● **PROVIDED DATA**

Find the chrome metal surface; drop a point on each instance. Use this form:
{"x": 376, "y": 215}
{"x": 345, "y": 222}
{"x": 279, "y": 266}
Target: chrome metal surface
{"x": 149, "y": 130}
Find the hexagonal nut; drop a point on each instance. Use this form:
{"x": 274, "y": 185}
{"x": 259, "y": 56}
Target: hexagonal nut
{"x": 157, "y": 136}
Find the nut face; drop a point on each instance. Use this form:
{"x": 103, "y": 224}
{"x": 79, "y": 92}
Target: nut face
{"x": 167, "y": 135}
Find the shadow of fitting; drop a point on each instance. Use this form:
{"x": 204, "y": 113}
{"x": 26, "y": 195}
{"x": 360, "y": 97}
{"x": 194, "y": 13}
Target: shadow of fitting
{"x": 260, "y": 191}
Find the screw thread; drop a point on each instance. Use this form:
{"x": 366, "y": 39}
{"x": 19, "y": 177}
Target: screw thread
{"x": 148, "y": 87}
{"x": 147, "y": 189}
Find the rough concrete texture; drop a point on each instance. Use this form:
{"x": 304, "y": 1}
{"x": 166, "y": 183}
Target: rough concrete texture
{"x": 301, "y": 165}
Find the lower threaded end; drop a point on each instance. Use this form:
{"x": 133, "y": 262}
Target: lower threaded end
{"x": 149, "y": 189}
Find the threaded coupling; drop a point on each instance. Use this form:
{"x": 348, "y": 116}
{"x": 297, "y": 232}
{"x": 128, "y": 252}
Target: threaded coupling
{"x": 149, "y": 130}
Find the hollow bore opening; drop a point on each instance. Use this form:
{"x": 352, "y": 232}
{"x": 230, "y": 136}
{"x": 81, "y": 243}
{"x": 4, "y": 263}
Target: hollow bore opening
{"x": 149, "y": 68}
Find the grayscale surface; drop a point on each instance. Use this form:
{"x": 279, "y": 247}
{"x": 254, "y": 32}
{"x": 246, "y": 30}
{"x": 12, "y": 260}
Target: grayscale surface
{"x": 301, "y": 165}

● **AIM OF THE TASK**
Reproduce the material from the line that contains "Find the threaded" through the end of the material, including the requests. Multiply each x and y coordinate in the answer points by 1.35 and round to the nearest whole number, with halves rounded up, leaving the coordinates in the format samples unchanged.

● **WORKED ANSWER**
Find the threaded coupling; drop a point on each instance. Use this form:
{"x": 348, "y": 116}
{"x": 297, "y": 232}
{"x": 128, "y": 252}
Target: threaded coupling
{"x": 201, "y": 176}
Find the hollow bore opening; drop a point on each instance. Use this form:
{"x": 352, "y": 232}
{"x": 230, "y": 136}
{"x": 81, "y": 243}
{"x": 4, "y": 263}
Target: hollow bore opening
{"x": 201, "y": 92}
Find the grayscale surface; drop a point on each instance. Use this form:
{"x": 279, "y": 247}
{"x": 254, "y": 32}
{"x": 246, "y": 30}
{"x": 12, "y": 260}
Target: grayscale surface
{"x": 406, "y": 223}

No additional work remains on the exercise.